● WRITTEN PROBLEM: Your task is to retype each line of the data below exactly.

● THE RECORDS:
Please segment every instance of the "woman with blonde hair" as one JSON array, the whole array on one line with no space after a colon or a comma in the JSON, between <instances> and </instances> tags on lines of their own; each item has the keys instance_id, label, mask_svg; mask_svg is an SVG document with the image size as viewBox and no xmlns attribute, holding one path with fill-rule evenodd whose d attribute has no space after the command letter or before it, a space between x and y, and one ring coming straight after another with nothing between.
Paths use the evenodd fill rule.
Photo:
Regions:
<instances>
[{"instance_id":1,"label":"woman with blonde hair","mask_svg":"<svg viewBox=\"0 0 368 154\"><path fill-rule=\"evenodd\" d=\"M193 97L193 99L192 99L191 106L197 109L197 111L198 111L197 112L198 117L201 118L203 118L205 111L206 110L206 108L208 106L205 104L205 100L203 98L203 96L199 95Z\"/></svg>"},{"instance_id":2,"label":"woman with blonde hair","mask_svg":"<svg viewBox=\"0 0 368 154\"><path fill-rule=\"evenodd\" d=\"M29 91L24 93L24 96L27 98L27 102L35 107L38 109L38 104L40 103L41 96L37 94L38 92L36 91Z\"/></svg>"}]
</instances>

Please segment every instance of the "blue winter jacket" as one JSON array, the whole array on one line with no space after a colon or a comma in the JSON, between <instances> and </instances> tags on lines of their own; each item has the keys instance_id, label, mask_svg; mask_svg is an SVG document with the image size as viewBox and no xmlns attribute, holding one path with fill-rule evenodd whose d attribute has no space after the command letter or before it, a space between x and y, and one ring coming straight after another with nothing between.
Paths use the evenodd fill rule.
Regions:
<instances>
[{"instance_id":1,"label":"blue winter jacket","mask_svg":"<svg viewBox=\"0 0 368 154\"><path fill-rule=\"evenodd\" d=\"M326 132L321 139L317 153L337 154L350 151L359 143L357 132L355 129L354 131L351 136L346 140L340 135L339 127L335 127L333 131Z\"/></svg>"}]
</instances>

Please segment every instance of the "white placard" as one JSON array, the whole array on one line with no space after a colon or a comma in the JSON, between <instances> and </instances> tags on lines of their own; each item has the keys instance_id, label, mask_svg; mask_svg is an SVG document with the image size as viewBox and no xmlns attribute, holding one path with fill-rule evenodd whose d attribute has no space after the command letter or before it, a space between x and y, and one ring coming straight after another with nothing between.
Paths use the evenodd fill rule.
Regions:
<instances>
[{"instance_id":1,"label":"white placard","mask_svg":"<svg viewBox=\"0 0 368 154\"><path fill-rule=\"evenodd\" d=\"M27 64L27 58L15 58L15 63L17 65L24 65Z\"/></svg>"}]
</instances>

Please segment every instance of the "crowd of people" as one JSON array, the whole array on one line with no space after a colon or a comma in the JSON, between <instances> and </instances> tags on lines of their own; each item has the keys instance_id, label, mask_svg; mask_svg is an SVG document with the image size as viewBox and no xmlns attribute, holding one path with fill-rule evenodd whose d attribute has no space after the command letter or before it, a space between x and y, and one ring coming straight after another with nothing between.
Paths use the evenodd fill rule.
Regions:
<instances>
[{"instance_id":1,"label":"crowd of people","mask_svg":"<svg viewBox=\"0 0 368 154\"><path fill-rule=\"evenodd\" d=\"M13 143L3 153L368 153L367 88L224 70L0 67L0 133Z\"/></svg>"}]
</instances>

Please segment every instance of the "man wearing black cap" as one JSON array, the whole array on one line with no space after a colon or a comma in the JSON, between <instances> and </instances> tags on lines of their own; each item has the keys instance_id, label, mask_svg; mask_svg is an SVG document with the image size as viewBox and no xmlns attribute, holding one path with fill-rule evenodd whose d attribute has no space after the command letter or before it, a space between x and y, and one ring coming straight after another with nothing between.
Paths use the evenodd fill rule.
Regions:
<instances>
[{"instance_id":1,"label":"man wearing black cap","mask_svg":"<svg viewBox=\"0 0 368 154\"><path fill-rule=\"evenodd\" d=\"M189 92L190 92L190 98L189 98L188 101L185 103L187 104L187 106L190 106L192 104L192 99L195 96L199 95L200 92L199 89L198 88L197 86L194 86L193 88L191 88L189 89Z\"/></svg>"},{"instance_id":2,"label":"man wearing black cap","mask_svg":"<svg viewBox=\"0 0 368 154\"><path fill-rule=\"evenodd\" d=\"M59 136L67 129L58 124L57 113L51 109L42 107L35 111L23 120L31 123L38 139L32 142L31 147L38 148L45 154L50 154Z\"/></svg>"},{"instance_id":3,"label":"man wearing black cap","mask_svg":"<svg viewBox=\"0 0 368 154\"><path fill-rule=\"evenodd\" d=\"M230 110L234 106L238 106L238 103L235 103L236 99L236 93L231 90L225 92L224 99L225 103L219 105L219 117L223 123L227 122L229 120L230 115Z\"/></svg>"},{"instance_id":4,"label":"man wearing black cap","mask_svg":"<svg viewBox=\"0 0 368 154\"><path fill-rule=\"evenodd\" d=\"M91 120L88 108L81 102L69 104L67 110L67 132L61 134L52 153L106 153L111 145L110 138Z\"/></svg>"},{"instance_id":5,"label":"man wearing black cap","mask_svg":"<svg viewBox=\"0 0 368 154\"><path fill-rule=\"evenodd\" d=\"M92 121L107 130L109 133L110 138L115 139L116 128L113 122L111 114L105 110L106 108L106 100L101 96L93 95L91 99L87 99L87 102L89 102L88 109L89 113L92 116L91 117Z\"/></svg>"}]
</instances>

● OUTPUT OF THE EXERCISE:
Please segment every instance of the "woman with blonde hair" as one JSON array, the whole array on one line with no space after a colon or a comma in the JSON, between <instances> and </instances> tags on lines of their own; each item has the keys instance_id, label, mask_svg; mask_svg is an SVG document with the image size as viewBox and no xmlns attribute, holding one path with fill-rule evenodd whose d attribute has no space after the command letter or before it, a space between x and y, and one ring coming straight after another with nothing between.
Paths use the evenodd fill rule.
Photo:
Regions:
<instances>
[{"instance_id":1,"label":"woman with blonde hair","mask_svg":"<svg viewBox=\"0 0 368 154\"><path fill-rule=\"evenodd\" d=\"M193 97L193 99L192 99L191 106L197 109L197 111L198 111L197 112L198 117L201 118L203 118L205 111L206 110L206 108L208 106L205 104L205 100L203 98L203 96L199 95Z\"/></svg>"},{"instance_id":2,"label":"woman with blonde hair","mask_svg":"<svg viewBox=\"0 0 368 154\"><path fill-rule=\"evenodd\" d=\"M29 91L24 93L24 96L27 98L27 102L35 107L38 109L38 104L40 103L41 96L37 94L38 92L36 91Z\"/></svg>"}]
</instances>

Please segment every instance of the "blue winter jacket" as one JSON array, the whole array on one line with no space after a colon or a comma in the JSON, between <instances> and </instances> tags on lines of their own; each item has the keys instance_id, label, mask_svg; mask_svg is an SVG document with the image size as viewBox and no xmlns attribute, holding one path with fill-rule evenodd whose d attribute has no space after the command letter or before it, a space between x and y, and one ring coming straight after another with nothing between.
Paths use the evenodd fill rule.
Regions:
<instances>
[{"instance_id":1,"label":"blue winter jacket","mask_svg":"<svg viewBox=\"0 0 368 154\"><path fill-rule=\"evenodd\" d=\"M326 132L321 139L317 153L337 154L350 151L359 143L357 132L355 129L354 131L351 136L346 140L340 135L339 127L335 127L333 131Z\"/></svg>"}]
</instances>

Please segment every instance of the "white placard" as one JSON array, the whole array on one line with no space after a colon or a comma in the JSON, between <instances> and </instances> tags on lines of their own; each item has the keys instance_id, label, mask_svg; mask_svg is an SVG document with the image size as viewBox and no xmlns attribute, holding one path with fill-rule evenodd whose d attribute has no space after the command letter or before it, a space between x and y, and one ring coming straight after another with nothing between.
Paths use the evenodd fill rule.
Regions:
<instances>
[{"instance_id":1,"label":"white placard","mask_svg":"<svg viewBox=\"0 0 368 154\"><path fill-rule=\"evenodd\" d=\"M27 64L27 58L15 58L15 63L17 65L24 65Z\"/></svg>"}]
</instances>

Please segment every instance of the "crowd of people" as one JSON array, the whole array on one line with no space after a colon or a comma in the JSON, between <instances> and </instances> tags on lines of their own; each item has the keys instance_id, label, mask_svg; mask_svg is an SVG document with the image size as viewBox and no xmlns attribute, holding one path with fill-rule evenodd whose d attribute has no space after the command letter or before it, a space between x and y, and one ring coming straight after another with nothing between.
Paths use the evenodd fill rule.
Regions:
<instances>
[{"instance_id":1,"label":"crowd of people","mask_svg":"<svg viewBox=\"0 0 368 154\"><path fill-rule=\"evenodd\" d=\"M13 143L3 153L368 153L367 88L224 70L0 67L0 133Z\"/></svg>"}]
</instances>

Please segment every instance of the "man wearing black cap" as one JSON array, the whole array on one line with no space after a colon or a comma in the JSON, between <instances> and </instances> tags on lines of their own; each item has the keys instance_id, label, mask_svg; mask_svg is an SVG document with the image size as viewBox and no xmlns attribute, holding one path with fill-rule evenodd whose d attribute has no space after the command letter or before it, a space between x and y, and one ring coming straight after another with nothing between.
Paths use the evenodd fill rule.
Regions:
<instances>
[{"instance_id":1,"label":"man wearing black cap","mask_svg":"<svg viewBox=\"0 0 368 154\"><path fill-rule=\"evenodd\" d=\"M189 92L190 92L190 98L189 98L188 101L185 103L187 104L187 106L190 106L192 104L192 99L195 96L199 95L200 92L199 89L198 88L197 86L194 86L193 88L191 88L189 89Z\"/></svg>"},{"instance_id":2,"label":"man wearing black cap","mask_svg":"<svg viewBox=\"0 0 368 154\"><path fill-rule=\"evenodd\" d=\"M59 136L67 129L58 124L57 113L51 109L42 107L35 111L23 120L31 123L38 139L32 142L31 147L38 148L45 154L50 154Z\"/></svg>"},{"instance_id":3,"label":"man wearing black cap","mask_svg":"<svg viewBox=\"0 0 368 154\"><path fill-rule=\"evenodd\" d=\"M230 110L234 106L238 106L238 103L235 103L236 99L236 93L231 90L225 92L224 99L225 103L219 105L219 117L223 123L227 122L229 120L230 115Z\"/></svg>"},{"instance_id":4,"label":"man wearing black cap","mask_svg":"<svg viewBox=\"0 0 368 154\"><path fill-rule=\"evenodd\" d=\"M91 120L88 108L81 102L69 104L67 110L67 132L61 134L52 153L106 153L111 145L110 138Z\"/></svg>"},{"instance_id":5,"label":"man wearing black cap","mask_svg":"<svg viewBox=\"0 0 368 154\"><path fill-rule=\"evenodd\" d=\"M92 121L107 130L109 133L110 138L115 139L116 128L113 122L111 114L105 110L106 108L106 100L101 96L93 95L91 99L87 99L87 102L89 102L88 109L89 113L92 116L91 117Z\"/></svg>"}]
</instances>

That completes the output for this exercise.